• Soal Latihan
Tulis ulang bagian kutipan dokumen dari "Indonesia Raya Terkoneksi" sampai "Raya’ Terkoneksi ini.", dengan mengganti setiap kata "dipastikan" menjadi "diperkirakan".

• Kutipan Dokumen
Kamis, 30 Desember 2010

Indonesia Terkoneksi : Hiduplah Indonesia Raya!

Kabar pembangunan ’jalan tol’ telekomunikasi untuk seluruh ibukota provinsi dan cybercity 2014, seperti yang dilontarkan oleh Menteri Komunikasi dan Informatika, Tifatul Sembiring pada acara bincang-bincang dengan salah satu televisi swasta mengenai ’Indonesia Digital 2014 No Blank Spot’ pada awal Desember 2010 lalu, memang bak oase dipadang gersang. Setelah sekian lama menunggu janji-janji manis, sudah saatnya pemerintah dan pihak-pihak terkait segera serius menggarap ’jalan tol’ telekomunikasi ini.

Indonesia Raya Terkoneksi
Bayangkan jika seluruh Indonesia terkoneksi, betapa luar biasa! Bisa dipastikan akselerasi percepatan daerah tertinggal akan semakin mantap, kualitas pendidikan meningkat terkait dengan derasnya informasi yang masuk, geliat perekonomianpun dipastikan juga akan turut meningkat. Singkat kata, habis gelap terbitlah terang jilid ke dua dipastikan akan menandai era ’Indonesia Raya’ Terkoneksi ini.

• Kumpulan Data
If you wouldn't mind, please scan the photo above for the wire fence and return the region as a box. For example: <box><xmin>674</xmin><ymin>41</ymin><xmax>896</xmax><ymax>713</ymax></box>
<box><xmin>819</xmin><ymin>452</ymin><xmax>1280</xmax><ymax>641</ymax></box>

* * *

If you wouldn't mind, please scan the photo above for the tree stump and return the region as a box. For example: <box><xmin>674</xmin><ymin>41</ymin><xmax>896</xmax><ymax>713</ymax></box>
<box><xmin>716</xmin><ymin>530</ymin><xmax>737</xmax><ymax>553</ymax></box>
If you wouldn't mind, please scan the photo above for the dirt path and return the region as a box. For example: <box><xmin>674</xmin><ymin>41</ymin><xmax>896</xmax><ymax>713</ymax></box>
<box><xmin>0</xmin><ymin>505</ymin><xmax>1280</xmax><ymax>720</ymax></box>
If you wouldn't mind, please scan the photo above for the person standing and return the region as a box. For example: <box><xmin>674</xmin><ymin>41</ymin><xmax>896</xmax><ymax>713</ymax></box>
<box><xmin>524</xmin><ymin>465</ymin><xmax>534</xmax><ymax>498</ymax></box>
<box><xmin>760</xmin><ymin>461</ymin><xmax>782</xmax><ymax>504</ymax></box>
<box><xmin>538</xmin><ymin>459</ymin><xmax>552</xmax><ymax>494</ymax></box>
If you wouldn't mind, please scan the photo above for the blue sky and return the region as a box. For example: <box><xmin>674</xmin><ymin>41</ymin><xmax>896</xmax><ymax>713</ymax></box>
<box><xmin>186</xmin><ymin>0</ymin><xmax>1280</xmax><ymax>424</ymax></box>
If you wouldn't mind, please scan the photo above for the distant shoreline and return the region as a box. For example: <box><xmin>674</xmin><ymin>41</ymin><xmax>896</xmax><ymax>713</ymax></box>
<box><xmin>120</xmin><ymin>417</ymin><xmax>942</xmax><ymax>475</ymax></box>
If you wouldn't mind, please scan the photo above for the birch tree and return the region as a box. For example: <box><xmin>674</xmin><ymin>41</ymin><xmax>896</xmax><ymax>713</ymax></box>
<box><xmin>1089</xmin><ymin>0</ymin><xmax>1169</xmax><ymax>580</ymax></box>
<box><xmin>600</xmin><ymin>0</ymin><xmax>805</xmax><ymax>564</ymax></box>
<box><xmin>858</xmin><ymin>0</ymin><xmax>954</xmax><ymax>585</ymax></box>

==

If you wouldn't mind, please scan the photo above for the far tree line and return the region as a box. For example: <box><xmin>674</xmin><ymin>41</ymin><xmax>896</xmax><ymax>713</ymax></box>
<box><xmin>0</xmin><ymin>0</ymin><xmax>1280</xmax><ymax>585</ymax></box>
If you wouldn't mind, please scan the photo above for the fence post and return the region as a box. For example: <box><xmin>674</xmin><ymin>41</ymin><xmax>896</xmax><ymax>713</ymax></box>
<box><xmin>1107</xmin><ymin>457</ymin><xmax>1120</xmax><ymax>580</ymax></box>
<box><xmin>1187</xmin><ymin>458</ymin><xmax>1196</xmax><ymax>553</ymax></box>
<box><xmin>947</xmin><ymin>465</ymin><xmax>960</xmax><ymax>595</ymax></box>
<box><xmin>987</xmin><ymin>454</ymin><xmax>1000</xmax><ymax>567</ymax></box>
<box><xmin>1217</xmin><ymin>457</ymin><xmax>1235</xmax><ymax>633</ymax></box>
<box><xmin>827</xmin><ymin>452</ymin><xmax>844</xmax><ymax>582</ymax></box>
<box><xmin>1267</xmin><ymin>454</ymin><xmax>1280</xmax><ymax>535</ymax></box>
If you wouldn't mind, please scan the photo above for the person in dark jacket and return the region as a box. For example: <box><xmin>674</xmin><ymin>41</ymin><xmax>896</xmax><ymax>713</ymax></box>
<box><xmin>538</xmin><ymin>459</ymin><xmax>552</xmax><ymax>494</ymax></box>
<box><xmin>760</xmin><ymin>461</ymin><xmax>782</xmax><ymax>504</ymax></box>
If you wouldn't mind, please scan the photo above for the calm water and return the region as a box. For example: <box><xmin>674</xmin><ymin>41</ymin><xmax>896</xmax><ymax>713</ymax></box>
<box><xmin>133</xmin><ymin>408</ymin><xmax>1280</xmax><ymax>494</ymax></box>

• Jawaban Soal
Indonesia Raya Terkoneksi
Bayangkan jika seluruh Indonesia terkoneksi, betapa luar biasa! Bisa diperkirakan akselerasi percepatan daerah tertinggal akan semakin mantap, kualitas pendidikan meningkat terkait dengan derasnya informasi yang masuk, geliat perekonomianpun diperkirakan juga akan turut meningkat. Singkat kata, habis gelap terbitlah terang jilid ke dua diperkirakan akan menandai era ’Indonesia Raya’ Terkoneksi ini.